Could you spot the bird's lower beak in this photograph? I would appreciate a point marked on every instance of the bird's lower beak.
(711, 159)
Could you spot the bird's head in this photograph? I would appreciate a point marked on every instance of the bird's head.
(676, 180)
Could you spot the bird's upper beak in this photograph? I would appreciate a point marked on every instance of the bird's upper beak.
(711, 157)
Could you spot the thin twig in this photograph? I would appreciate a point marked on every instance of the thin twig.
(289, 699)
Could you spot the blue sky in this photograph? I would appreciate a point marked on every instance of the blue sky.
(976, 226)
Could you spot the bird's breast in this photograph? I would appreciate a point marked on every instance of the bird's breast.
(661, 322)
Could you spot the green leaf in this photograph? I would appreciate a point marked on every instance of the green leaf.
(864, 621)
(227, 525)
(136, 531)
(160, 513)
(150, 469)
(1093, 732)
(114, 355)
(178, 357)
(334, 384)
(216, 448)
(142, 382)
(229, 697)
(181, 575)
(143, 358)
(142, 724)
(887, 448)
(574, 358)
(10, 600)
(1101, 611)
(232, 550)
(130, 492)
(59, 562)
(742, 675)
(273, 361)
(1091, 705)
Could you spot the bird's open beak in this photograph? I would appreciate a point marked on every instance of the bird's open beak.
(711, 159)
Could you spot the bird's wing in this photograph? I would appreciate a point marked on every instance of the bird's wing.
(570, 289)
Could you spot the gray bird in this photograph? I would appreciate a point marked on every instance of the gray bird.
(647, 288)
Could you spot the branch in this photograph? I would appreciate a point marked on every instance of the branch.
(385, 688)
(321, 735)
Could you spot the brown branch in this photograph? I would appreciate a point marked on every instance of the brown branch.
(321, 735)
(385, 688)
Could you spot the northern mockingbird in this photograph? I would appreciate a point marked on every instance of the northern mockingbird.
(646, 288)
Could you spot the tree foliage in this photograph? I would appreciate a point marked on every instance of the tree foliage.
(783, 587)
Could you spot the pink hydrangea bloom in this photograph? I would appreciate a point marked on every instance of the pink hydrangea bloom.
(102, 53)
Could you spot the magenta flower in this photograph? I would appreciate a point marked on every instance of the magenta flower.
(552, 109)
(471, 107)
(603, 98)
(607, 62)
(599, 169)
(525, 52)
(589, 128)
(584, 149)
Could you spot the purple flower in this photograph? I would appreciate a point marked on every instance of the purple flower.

══════════════════════════════

What to do: Retype all of the data exactly. Leave nothing out.

Solution to this problem:
Could you spot the bird's lower beak in this photograph? I would appreciate a point marked on every instance of the bird's lower beak.
(711, 159)
Could you spot the bird's head in this photograph? I would appreciate a point marked on every instance of the bird's head.
(676, 180)
Could you spot the bird's upper beak in this photograph? I would appreciate a point marked on every instance of the bird's upper beak.
(711, 157)
Could you spot the thin twig in this photograph? I would appreciate a point marked on every instance of the thin twig.
(289, 699)
Could you spot the blue sky in this photograph? I would appreciate a point marked on every instance of the blue sky.
(976, 226)
Could you spot the bird's breast in this photograph? I would appreciate a point marked on every instance of the bird's breast.
(661, 322)
Could you spot the green leaf in this photograph? I would appreciate a point marked on every instance of the green leaf.
(864, 621)
(227, 525)
(136, 531)
(160, 513)
(150, 469)
(1093, 732)
(114, 355)
(178, 357)
(334, 384)
(216, 448)
(142, 382)
(229, 697)
(181, 575)
(143, 358)
(142, 724)
(887, 448)
(574, 358)
(10, 600)
(1101, 611)
(232, 550)
(130, 492)
(59, 562)
(742, 675)
(273, 361)
(1091, 705)
Could you spot the bird's open beak in this photograph? I would appreciate a point marked on every instance of the bird's open beak.
(711, 159)
Could you spot the bird's wing in this photograph? I would appreciate a point marked on every instance of the bird's wing.
(570, 289)
Could you spot the gray bird in this photograph? I would appreciate a point marked on every instance of the gray bird.
(647, 288)
Could you spot the branch in this photograph? I would appreciate a point marked on every instance of the branch.
(385, 688)
(321, 735)
Could you spot the brown branch in this photograph? I would appreciate a point marked on every instance of the brown branch.
(321, 735)
(385, 688)
Could you spot the northern mockingbird in this photograph? I would appreciate a point marked on every instance of the northern mockingbird.
(646, 288)
Could you spot the tree foliage in this photograph? I would appreciate a point marked on every instance of the tree foliage.
(783, 587)
Could you spot the pink hydrangea bloom in this photograph? I would appreciate a point marked on every instance of the pink hydrangea bloom.
(102, 53)
Could you spot the magenta flower in this photograph? I would appreciate a point marked on every instance of the magenta flower.
(552, 109)
(471, 107)
(603, 98)
(607, 62)
(599, 169)
(525, 52)
(589, 128)
(584, 149)
Could you spot the purple flower in this photograph? I would appreciate a point marked on every instance of the purple flower.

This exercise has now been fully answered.